| INSTRUCTIONS TO FOLLOW |
Exercise in exact copying. Transcribe every entry that follows, word for word.

[Collected data]

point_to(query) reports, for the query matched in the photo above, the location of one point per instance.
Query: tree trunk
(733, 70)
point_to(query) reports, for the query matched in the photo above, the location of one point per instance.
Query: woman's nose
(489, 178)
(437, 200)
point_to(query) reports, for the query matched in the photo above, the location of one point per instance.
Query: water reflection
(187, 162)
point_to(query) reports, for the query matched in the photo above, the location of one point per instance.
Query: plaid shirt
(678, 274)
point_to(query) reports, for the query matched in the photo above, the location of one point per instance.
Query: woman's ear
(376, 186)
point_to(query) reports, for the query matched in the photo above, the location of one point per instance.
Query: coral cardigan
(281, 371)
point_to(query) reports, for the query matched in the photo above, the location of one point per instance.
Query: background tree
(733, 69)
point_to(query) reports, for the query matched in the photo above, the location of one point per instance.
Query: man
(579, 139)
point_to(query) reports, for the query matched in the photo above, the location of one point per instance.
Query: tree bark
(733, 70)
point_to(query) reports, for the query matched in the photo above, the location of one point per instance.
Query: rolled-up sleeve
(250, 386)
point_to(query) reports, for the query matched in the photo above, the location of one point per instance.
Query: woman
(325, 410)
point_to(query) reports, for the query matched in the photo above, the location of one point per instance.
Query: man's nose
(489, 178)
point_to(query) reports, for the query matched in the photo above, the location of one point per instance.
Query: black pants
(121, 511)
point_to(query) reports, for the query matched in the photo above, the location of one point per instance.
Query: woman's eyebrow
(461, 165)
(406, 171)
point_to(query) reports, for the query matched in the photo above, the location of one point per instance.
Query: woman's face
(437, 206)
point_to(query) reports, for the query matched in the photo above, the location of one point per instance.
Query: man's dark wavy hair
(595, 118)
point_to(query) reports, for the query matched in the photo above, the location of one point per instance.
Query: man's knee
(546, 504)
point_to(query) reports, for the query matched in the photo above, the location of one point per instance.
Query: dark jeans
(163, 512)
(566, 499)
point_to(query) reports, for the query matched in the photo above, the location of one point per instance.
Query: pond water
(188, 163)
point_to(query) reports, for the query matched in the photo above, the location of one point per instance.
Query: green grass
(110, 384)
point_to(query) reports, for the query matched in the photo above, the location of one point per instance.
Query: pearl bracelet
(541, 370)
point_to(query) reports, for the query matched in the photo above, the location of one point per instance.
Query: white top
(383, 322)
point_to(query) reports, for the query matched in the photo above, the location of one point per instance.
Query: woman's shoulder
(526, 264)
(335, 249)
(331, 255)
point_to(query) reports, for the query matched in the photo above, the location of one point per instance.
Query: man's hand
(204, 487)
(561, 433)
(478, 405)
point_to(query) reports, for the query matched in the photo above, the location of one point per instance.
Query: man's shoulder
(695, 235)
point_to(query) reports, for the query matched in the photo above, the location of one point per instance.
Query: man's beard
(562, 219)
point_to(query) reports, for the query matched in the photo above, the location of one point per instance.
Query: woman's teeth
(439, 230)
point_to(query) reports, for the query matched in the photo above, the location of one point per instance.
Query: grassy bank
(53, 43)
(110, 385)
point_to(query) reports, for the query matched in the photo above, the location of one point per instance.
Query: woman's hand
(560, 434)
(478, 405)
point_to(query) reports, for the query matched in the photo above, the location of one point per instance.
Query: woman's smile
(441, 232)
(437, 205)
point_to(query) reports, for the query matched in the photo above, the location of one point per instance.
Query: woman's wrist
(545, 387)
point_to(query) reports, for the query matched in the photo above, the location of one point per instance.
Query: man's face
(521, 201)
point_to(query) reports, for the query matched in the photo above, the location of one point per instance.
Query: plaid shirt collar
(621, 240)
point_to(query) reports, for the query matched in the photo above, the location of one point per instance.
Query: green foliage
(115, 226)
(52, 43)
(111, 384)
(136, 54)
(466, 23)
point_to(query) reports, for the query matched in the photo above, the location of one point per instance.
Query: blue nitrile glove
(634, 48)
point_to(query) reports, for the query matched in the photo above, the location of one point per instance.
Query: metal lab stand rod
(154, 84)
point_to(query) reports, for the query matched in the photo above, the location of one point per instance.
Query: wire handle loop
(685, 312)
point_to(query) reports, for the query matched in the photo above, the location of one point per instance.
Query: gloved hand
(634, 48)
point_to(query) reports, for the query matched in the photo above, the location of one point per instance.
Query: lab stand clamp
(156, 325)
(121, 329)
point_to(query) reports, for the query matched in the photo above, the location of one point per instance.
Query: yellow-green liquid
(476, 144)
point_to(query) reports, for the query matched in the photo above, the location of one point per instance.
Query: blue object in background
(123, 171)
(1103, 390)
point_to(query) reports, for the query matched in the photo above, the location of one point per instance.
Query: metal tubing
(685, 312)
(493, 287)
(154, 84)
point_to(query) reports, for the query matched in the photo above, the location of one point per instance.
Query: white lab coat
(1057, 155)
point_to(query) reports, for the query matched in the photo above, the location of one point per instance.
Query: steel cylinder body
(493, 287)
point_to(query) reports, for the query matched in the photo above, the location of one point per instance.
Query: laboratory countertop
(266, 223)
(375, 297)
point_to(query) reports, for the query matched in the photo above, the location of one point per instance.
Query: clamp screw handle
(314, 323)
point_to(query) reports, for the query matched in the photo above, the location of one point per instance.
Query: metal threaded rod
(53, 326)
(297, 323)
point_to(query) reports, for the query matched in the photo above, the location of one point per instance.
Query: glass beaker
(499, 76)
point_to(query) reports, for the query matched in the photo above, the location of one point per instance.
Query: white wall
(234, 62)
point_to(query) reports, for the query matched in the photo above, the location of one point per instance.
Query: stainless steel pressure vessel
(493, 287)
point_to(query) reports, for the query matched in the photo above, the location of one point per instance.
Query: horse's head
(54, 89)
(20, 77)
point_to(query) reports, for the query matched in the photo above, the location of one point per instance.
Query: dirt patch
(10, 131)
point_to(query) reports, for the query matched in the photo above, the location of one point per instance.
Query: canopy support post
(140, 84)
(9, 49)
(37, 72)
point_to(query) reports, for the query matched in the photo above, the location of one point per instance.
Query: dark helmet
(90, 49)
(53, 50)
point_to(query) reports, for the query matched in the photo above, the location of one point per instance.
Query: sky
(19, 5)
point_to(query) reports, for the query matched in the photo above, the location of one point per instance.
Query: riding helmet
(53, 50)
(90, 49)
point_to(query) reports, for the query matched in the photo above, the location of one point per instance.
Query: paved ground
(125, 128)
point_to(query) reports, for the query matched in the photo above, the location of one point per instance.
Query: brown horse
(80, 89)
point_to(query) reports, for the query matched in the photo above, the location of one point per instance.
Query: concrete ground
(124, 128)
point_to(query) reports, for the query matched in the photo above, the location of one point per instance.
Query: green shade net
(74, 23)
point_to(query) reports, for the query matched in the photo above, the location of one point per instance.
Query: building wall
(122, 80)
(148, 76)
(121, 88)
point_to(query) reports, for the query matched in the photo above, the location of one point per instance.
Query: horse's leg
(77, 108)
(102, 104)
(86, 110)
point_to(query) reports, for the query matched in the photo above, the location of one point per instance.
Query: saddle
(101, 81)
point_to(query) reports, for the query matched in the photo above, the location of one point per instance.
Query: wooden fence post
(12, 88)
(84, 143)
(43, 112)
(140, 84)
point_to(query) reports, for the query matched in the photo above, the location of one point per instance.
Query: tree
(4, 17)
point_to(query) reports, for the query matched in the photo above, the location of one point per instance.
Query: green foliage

| TASK ANSWER |
point_to(query) reports, for the query matched in the photo above, the location of one point per instance.
Query: tree trunk
(733, 70)
point_to(query) reports, for the query matched in the photo above, the location of one point per instance.
Query: woman's nose
(489, 178)
(437, 200)
point_to(query) reports, for the query matched in the photo above, the location of one point per instance.
Query: water reflection
(187, 162)
point_to(query) reports, for the query matched in the photo above, the location of one point per instance.
Query: plaid shirt
(678, 274)
point_to(query) reports, for the query matched in the photo above, the location of one point per instance.
Query: woman's ear
(376, 186)
point_to(query) reports, for the query matched in the photo above, the location of one point per instance.
Query: coral cardigan
(281, 371)
point_to(query) reports, for the query matched in the photo above, the location of one point per instance.
Query: background tree
(733, 69)
point_to(query) reports, for the query matched in the photo above, the location of one point per instance.
Query: man
(579, 139)
point_to(query) reports, for the query matched in the photo above, the location of one point per instance.
Query: tree bark
(733, 70)
point_to(query) reports, for the query matched in the photo above, the location of one point per instance.
Query: rolled-up sleeve
(250, 386)
point_to(query) reports, for the query matched in the photo above, the location of one point per instance.
Query: woman
(325, 410)
point_to(query) reports, for the query matched in the photo above, the location of one point per instance.
Query: man's nose
(489, 178)
point_to(query) reports, for the query matched in the photo above, the location of one point per instance.
Query: black pants
(121, 511)
point_to(query) reports, for the query matched in the photo above, the location of one point per instance.
Query: woman's eyebrow
(461, 165)
(406, 171)
point_to(query) reports, for the query matched in the photo above, the location of one point per instance.
Query: woman's face
(437, 206)
point_to(query) reports, for the query matched in the photo above, the location of one point per instance.
Query: man's dark wavy hair
(595, 118)
point_to(query) reports, for the query matched in the photo above, the location of one point per instance.
Query: man's knee
(546, 504)
point_to(query) reports, for the query matched in the photo above, the location of one point per instance.
Query: dark jeans
(163, 512)
(566, 499)
point_to(query) reports, for the query matched in the photo above, the location of one point per instance.
Query: pond water
(188, 163)
point_to(query) reports, for the query matched in the photo above, the location of one point per instance.
Query: green grass
(110, 384)
point_to(query) reports, for the query matched in the photo above, the location of one point per instance.
Query: pearl bracelet
(541, 370)
point_to(query) reports, for the query matched in the photo above, the location of one point per instance.
Query: white top
(383, 322)
point_to(query) reports, for the query matched in the photo above, the location of one point per instance.
Query: woman's shoulder
(526, 264)
(335, 249)
(331, 255)
point_to(query) reports, for the query matched in the photo above, the location of one point per instance.
Query: man's hand
(204, 487)
(561, 433)
(478, 405)
point_to(query) reports, for the query matched in the photo above, the location of one point per instance.
Query: man's shoulder
(695, 235)
point_to(query) reports, for the query matched in the photo above, the location of one point per instance.
Query: man's beard
(562, 219)
point_to(query) reports, for the query matched in the photo above, the location of one point per instance.
Query: woman's teeth
(439, 230)
point_to(query) reports, for the query matched in the photo above, the location of one point per instance.
Query: grassy bank
(53, 43)
(110, 385)
point_to(query) reports, for the query matched in the photo above, the location of one point per instance.
Query: woman's hand
(560, 434)
(478, 405)
point_to(query) reports, for the query matched in the photo above, the location of one point per instance.
Query: woman's smile
(441, 232)
(437, 205)
point_to(query) reports, for the query matched in the photo above, the location of one point per instance.
Query: woman's wrist
(545, 387)
point_to(query) reports, for the query matched in the photo above, the location of one point per instance.
Query: man's face
(521, 201)
point_to(query) reports, for the query matched in the photo above, the location of one point per instance.
Query: plaid shirt collar
(621, 240)
point_to(query) reports, for the query matched in the photo above, the location of one point per instance.
Query: green foliage
(115, 226)
(52, 43)
(111, 384)
(136, 54)
(466, 23)
point_to(query) reports, for the query matched in the photo above, the location of one point per instance.
Query: blue nitrile glove
(634, 48)
point_to(query) reports, for the query matched in the photo above, the location of one point per instance.
Query: metal lab stand rod
(154, 84)
point_to(query) reports, for the query matched in the photo above, the location of one point per instance.
Query: wire handle loop
(685, 312)
point_to(query) reports, for the query matched in the photo above, the location of one point per instance.
Query: gloved hand
(634, 48)
point_to(query) reports, for the query matched in the photo above, the location of one point per instance.
Query: lab stand clamp
(156, 325)
(121, 329)
point_to(query) reports, for the query matched in the photo above, the location of one point per instance.
Query: yellow-green liquid
(476, 144)
point_to(query) reports, for the query matched in the photo above, the location of one point per instance.
Query: blue object in background
(123, 171)
(1103, 390)
point_to(query) reports, for the query matched in the photo above, the location of one point per instance.
Query: metal tubing
(685, 312)
(493, 287)
(154, 84)
point_to(query) reports, for the query matched in the photo above, the location of one point per instance.
Query: white lab coat
(1057, 155)
point_to(query) reports, for the query matched in the photo above, the location of one point per instance.
Query: steel cylinder body
(493, 287)
point_to(query) reports, for the query matched in the photo above, the location of one point per instance.
Query: laboratory countertop
(266, 223)
(375, 297)
point_to(query) reports, for the query matched in the photo above, the location of one point per instance.
Query: clamp screw handle
(314, 323)
point_to(query) reports, for the query matched in the photo above, the location of one point per instance.
Query: metal threaded rod
(53, 326)
(297, 323)
point_to(query) reports, for the query matched in the photo above, the location of one point per instance.
Query: glass beaker
(499, 76)
point_to(query) reports, for the query matched in the photo above, the location of one point per instance.
Query: white wall
(234, 62)
point_to(query) reports, for the query matched in the photo above, the location of one point per instance.
Query: stainless steel pressure vessel
(493, 287)
point_to(query) reports, for the query matched in the photo above, the location of one point per instance.
Query: horse's head
(54, 89)
(20, 77)
point_to(query) reports, for the query matched in the photo above, the location of one point per instance.
Query: dirt patch
(10, 131)
point_to(query) reports, for the query matched in the photo above, the location of one point per instance.
Query: canopy support post
(140, 84)
(9, 49)
(37, 72)
point_to(query) reports, for the query matched in the photo above, the location of one point per instance.
Query: dark helmet
(90, 49)
(53, 50)
point_to(query) reports, for the query matched in the photo above, the location of one point per instance.
Query: sky
(19, 5)
point_to(query) reports, for the query matched in the photo above, the location of one point per instance.
Query: riding helmet
(53, 50)
(90, 49)
point_to(query) reports, for the query matched in the photo above, the location of one point per instance.
Query: paved ground
(125, 128)
point_to(query) reports, for the query matched in the photo above, the location of one point per instance.
Query: brown horse
(80, 89)
point_to(query) reports, for the query matched in the photo above, the location of one point per instance.
Query: concrete ground
(124, 128)
point_to(query) reports, for the query matched in the photo above, the location of one point per instance.
Query: green shade net
(74, 23)
point_to(query) reports, for the query matched in the photo above, the location of one point per instance.
Query: building wall
(122, 80)
(148, 76)
(121, 88)
point_to(query) reports, for the query matched in the photo above, the location of one point per instance.
Query: horse's leg
(77, 108)
(102, 104)
(86, 110)
point_to(query) reports, for the query matched in the photo above, the location of one point per instance.
Query: saddle
(101, 81)
point_to(query) reports, for the query matched in the photo above, the location of one point per instance.
Query: wooden fence post
(12, 88)
(84, 143)
(43, 112)
(140, 84)
point_to(query) reports, for the query matched in the photo above, the location of one point per instance.
Query: tree
(4, 17)
point_to(query) reports, for the query matched in the photo above, the location of one point per instance.
Query: green foliage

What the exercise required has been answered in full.